(Referring expression pointing data)
++++++

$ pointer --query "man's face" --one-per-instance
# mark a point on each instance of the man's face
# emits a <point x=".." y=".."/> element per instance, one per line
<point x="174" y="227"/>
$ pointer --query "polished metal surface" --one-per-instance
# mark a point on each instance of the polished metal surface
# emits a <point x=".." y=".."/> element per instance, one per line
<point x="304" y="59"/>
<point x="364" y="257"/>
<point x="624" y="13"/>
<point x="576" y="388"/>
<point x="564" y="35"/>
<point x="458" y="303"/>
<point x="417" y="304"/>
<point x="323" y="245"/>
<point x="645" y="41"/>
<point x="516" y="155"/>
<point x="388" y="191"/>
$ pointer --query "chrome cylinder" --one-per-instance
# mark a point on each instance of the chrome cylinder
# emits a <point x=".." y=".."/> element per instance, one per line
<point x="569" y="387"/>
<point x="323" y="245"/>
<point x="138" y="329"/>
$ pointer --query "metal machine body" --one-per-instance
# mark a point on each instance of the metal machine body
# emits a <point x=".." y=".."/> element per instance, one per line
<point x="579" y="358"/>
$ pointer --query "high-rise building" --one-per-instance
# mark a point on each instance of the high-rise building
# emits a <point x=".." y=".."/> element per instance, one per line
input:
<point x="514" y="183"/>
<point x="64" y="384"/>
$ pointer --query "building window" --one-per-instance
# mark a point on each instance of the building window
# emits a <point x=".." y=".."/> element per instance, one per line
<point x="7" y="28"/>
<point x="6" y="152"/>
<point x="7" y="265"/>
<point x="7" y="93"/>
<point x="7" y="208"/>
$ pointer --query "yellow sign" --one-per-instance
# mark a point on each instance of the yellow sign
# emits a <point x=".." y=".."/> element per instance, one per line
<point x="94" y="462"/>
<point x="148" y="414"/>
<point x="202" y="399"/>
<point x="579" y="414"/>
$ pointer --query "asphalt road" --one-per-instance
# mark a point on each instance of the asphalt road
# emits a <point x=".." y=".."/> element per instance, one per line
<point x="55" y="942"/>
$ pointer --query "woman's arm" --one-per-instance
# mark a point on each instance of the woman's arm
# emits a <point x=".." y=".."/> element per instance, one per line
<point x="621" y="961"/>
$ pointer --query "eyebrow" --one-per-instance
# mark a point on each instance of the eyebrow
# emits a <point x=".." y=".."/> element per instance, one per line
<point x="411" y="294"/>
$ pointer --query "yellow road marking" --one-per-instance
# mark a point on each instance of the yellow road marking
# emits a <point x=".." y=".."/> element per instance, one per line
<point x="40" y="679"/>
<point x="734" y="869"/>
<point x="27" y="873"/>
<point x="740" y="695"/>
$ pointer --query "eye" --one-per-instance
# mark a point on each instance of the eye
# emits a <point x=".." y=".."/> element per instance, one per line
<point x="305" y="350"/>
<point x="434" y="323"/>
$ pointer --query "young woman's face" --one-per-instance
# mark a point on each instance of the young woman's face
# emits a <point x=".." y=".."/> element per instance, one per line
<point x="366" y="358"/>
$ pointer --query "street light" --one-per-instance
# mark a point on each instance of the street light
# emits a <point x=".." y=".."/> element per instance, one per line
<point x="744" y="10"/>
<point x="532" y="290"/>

++++++

= WHAT YOU ARE ASKED TO DO =
Your response should hold the lines from the first line of the entries above through the line with "# mark a point on each instance of the yellow sign", each retyped exactly, and nothing else.

= EXERCISE OUTPUT =
$ pointer --query "man's face" --one-per-instance
# mark a point on each instance of the man's face
# emits a <point x=".." y=".."/> element per instance, one per line
<point x="174" y="227"/>
$ pointer --query "polished metal surface" --one-per-instance
# mark a point on each instance of the polished metal surface
# emits a <point x=".." y=".."/> element per instance, one per line
<point x="304" y="59"/>
<point x="364" y="257"/>
<point x="624" y="13"/>
<point x="576" y="388"/>
<point x="564" y="35"/>
<point x="458" y="303"/>
<point x="417" y="304"/>
<point x="323" y="245"/>
<point x="645" y="41"/>
<point x="516" y="155"/>
<point x="388" y="191"/>
$ pointer --query "chrome cylinder" --one-per-instance
# mark a point on each instance of the chrome cylinder
# emits a <point x=".." y=".."/> element per instance, one per line
<point x="569" y="387"/>
<point x="323" y="245"/>
<point x="138" y="329"/>
$ pointer --query "metal machine body" --one-per-instance
# mark a point on each instance of the metal machine body
# emits a <point x=".." y=".."/> element per instance, one per line
<point x="579" y="358"/>
$ pointer --query "high-rise building" --one-per-instance
# mark a point on each instance of the high-rise building
# emits a <point x=".." y=".."/> element per instance, one per line
input:
<point x="514" y="183"/>
<point x="64" y="384"/>
$ pointer --query "building window" --one-per-instance
# mark a point on each instance of the building window
# emits a <point x=".." y=".."/> element per instance, one per line
<point x="7" y="28"/>
<point x="6" y="152"/>
<point x="7" y="265"/>
<point x="7" y="93"/>
<point x="7" y="208"/>
$ pointer --query "yellow sign" --one-per-instance
# mark a point on each instance of the yellow sign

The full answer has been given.